Set exercise =>
Pick up the post about the Star Trek episode "The Next Phase" after its final sentence and keep writing it.

Star Trek: The Next Generation is thirty years old this month! To celebrate, Redeeming Culture is assembling the finest crew of culture redeemers from all over the internet to investigate the spiritual harmonies in this cornerstone of science fiction.
For more about Trektember, read our preview post. Please note that there are minor plot spoilers for this episode below.
New Redeeming Culture regular David Lichty moves us along with season 5, episode 24: The Next Phase. Let’s briefly explore death.
What is the episode about?
Death! Sad, bitter Ensign Ro and laid back Geordi La Forge are caught in a transporter accident, and are believed to be dead. Actually, they’re just out of phase with the universe; and while nobody knows that, including them, they appear on board the Enterprise, unable to physically interact with anything (except the floors, and please let’s give the writers a break on that one). They listen in on conversations about them, learning how they are regarded, having passed. Eventually they manage to signal their existences to their comrades, and even save the ship at the last minute, once they rematerialize.
Why did I choose it?
Because I goofed. I thought it was a different episode. Some of these episode titles aren’t so helpful!*
Divine themes in the episode
One intended theme is how you will be remembered after you die; but to be honest, Kirk’s line, “How we deal with death…is at LEAST as important, as how we deal with LIFE.” from The Wrath of Khan says more about that topic than this episode does. The main reason is that the crew’s reactions to the loss of Geordi and Ro seem unrealistically perfunctory; they show no signs that they have just lost a co-worker, let alone a family member. Aside from momentary somberness, they react to the news with Kuleshovian blankness, and continue casually going about their tasks. Even the return of our friends at the end is not handled in a believable manner. When you’re at a funeral where there were no bodies to bury, and suddenly your mates show up, you’re not going to merely be mildly pleased at a day gone well, but that’s what we get.
Sure, both of our phased characters get to eavesdrop on stories being told about them, but I learned more about Ro and Riker when they lost their memories and diddled, a few episodes back in ‘Conundrum’. That complaint stated, the playfulness was still a lot of fun.
Just to verify my feelings on how oddly matter-of-fact these apparent deaths were treated, I looked online and found a full review of The Next Phase on the website A.V. Club. It looks like a few years ago, writer Zack Handlen covered every single episode of this series with nice, full reviews, and he had an interesting take on this one. He saw it as an episode that works as an atheist’s fable, which I think could be right. He says, “Geordi refuses to accept what he sees without testing it, while Ro simply believes it at face value. And I like seeing it that way, because the skeptic gets to be right for once.”
While his view does not seem to be the majority opinion on The Next Phase, he’s not the only one who thinks of it this way, and I think it’s an interesting statement. I’ll agree that most of our public stories (TV and movies) dealing with “spirituality or not” issues rarely land on firmly the “not” square, but the real reason is that they tend to wimp out and not pick a side at all. Almost to a one, they end with a “maybe there’s an afterlife or maybe not, but I think we’ve all learned to be more respectful” message, neither affirming nor denying either position.

(Excerpts from a point labeling dataset)
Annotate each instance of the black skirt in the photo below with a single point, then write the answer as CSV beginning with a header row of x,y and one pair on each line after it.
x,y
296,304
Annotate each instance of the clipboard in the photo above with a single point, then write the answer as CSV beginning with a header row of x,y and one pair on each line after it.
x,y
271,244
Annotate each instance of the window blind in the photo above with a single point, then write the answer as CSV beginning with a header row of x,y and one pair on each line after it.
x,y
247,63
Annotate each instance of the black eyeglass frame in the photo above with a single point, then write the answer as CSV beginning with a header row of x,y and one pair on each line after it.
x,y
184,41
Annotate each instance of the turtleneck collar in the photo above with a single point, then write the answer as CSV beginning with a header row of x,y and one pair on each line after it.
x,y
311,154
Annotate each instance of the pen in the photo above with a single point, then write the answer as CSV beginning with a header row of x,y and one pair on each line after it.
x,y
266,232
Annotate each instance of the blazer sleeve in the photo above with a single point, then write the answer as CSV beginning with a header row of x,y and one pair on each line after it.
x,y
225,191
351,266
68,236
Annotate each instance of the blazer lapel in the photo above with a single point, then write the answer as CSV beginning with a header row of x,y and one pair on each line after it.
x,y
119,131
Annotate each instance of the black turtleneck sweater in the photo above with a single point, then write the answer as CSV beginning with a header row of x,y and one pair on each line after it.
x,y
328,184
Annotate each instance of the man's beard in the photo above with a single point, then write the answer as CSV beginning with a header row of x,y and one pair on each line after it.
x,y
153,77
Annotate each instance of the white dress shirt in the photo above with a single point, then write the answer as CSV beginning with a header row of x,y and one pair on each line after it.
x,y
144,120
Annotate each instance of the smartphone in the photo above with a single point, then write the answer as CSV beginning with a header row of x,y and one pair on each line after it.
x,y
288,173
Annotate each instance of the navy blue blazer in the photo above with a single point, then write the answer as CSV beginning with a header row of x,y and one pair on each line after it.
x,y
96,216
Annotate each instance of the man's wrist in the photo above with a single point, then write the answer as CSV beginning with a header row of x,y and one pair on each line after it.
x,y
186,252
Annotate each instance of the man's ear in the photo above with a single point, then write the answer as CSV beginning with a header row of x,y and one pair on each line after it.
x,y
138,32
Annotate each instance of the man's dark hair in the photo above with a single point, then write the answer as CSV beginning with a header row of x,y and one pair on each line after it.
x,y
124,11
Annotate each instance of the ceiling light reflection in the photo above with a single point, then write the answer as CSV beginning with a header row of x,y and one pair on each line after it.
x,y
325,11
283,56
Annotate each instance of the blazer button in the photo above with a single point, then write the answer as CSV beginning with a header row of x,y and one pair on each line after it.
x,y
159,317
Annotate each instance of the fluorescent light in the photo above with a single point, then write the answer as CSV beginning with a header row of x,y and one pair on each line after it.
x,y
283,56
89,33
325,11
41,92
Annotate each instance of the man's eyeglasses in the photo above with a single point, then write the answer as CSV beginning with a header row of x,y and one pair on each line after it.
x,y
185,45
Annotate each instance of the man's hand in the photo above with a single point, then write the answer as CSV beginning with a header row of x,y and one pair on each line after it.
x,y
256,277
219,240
---
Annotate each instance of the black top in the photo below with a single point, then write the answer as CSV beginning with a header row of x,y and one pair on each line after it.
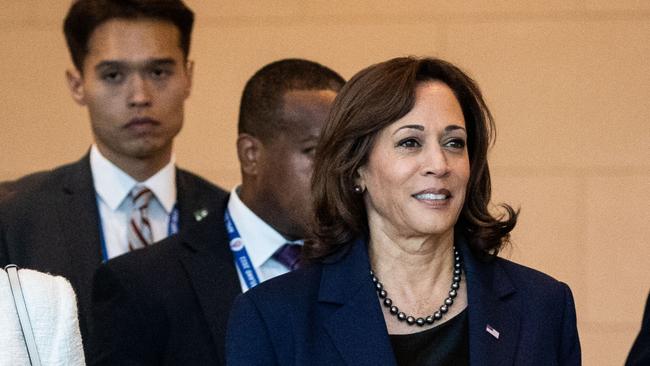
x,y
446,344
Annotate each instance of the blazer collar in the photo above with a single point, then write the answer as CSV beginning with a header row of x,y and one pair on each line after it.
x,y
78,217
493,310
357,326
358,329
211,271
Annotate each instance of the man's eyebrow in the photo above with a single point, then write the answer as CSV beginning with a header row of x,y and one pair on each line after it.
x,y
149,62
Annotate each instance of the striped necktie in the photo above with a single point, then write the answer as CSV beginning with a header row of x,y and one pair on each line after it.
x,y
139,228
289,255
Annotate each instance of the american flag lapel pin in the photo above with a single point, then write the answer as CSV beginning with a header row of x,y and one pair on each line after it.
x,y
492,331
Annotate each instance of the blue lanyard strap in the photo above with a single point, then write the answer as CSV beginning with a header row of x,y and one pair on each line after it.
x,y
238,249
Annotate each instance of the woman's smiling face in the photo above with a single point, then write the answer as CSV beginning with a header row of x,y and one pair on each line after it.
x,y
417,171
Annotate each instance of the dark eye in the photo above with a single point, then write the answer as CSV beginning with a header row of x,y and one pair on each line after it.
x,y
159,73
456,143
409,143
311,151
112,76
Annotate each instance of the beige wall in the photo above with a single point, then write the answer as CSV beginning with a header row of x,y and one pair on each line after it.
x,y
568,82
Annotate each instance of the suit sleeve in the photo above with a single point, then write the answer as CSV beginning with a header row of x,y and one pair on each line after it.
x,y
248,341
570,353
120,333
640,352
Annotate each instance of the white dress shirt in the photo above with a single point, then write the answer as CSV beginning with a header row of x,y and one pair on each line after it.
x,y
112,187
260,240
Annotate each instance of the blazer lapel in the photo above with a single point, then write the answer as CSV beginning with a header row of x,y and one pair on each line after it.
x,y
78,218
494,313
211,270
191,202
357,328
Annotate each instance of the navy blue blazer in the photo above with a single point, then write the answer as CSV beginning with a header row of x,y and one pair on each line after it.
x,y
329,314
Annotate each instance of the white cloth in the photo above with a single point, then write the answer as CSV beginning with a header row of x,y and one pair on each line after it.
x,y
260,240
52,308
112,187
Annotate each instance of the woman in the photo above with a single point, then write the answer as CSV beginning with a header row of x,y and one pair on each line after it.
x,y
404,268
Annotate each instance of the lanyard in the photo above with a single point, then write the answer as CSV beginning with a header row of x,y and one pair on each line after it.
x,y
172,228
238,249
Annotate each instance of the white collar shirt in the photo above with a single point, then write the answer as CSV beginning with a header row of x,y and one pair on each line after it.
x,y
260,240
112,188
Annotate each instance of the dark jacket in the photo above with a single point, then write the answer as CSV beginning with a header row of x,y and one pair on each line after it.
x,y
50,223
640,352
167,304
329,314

Written reply =>
Where this one mildly picks a winner is by falling into the common trope that the atheist is usually the smartest person around. By way of example, here are some television programs where the brightest person in the show also happens to be the atheist:
- The Doctor, Doctor Who
- Lisa Simpson, The Simpsons
- Brian Griffin, Family Guy
- Dr. Gregory House, House
- Charlie Eppes, Numb3rs
- Dr. Temperance Brennan, Bones
- Dexter Morgan, Dexter
- Dr. Sheldon Cooper, The Big Bang Theory
- Patrick Jane, The Mentalist
- Sherlock Holmes, Sherlock (the recent BBC series)
- Frank Underwood, House of Cards
- Elliot Alderson, Mr. Robot
This isn’t universal, but it is pretty common. I can’t think of anything nearly contemporary where the adult in the room is the theist. Father Brown, maybe?
And look, it’s not a conspiracy. Maybe some of these artists are trying to make a sly statement, but many are just portraying the world in the way they genuinely think it operates. In this episode, the always-reasonable Geordi La Forge stands in for the atheist, according to Mr. Handlen.** The theist, by contrast, is the comparatively immature Ensign Ro. That presentation, and some of the episode’s direction, including the ending, play very much as if Handlen’s assessment is on the money, so I think it’s a reasonable read.
“By their fruit you will recognize them…” Matthew 7:16
As Christians, we have to go by the facts, not just the vibe; so to be fair, given what our characters know, it is Ensign Ro who initially has the most reasonable take on their situation. They are present, unheard, unseen, they walk through stuff, and they were the victims of the type of accident that almost always obliterates people. Ro even knows that both standard and unusual transporter events were checked, and came up negative for retrieving our pair. Qualified people have declared her dead with good reasons to do so. It’s certainly weightier evidence for her conclusion than his funny quip about his visor and their being clothed is against it.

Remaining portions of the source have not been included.